Task brief: Convert the rows below into a two-column CSV with the header instruction,output. Give one CSV line per row, holding its text and its answer, each in a single double-quoted field with line breaks replaced by spaces.

The input:
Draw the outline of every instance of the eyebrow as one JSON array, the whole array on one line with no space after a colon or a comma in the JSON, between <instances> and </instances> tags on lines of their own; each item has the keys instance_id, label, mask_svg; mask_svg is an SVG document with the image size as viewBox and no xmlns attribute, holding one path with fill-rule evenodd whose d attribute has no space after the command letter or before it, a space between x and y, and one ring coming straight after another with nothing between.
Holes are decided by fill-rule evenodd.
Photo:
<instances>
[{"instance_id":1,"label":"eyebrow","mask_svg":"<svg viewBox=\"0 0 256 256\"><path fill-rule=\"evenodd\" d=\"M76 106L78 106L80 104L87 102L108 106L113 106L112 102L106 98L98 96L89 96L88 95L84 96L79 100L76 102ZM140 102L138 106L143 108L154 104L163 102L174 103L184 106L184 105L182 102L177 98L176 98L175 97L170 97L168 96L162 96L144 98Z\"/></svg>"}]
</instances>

Complete response:
instruction,output
"Draw the outline of every instance of the eyebrow as one JSON array, the whole array on one line with no space after a colon or a comma in the JSON, between <instances> and </instances> tags on lines of their own; each item has the keys instance_id, label, mask_svg; mask_svg is an SVG document with the image size as viewBox and no xmlns attribute, holding one path with fill-rule evenodd whose d attribute has no space after the command letter or before it, a space between x and y, and one ring coming straight after another with nothing between. Holes are decided by fill-rule evenodd. Photo:","<instances> [{""instance_id"":1,""label"":""eyebrow"",""mask_svg"":""<svg viewBox=\""0 0 256 256\""><path fill-rule=\""evenodd\"" d=\""M76 106L78 106L80 104L87 102L108 106L113 106L112 102L106 98L98 96L89 96L88 95L84 96L79 100L76 102ZM140 102L138 106L143 108L154 104L163 102L174 103L184 106L184 105L182 102L177 98L176 98L175 97L170 97L168 96L162 96L144 98Z\""/></svg>""}] </instances>"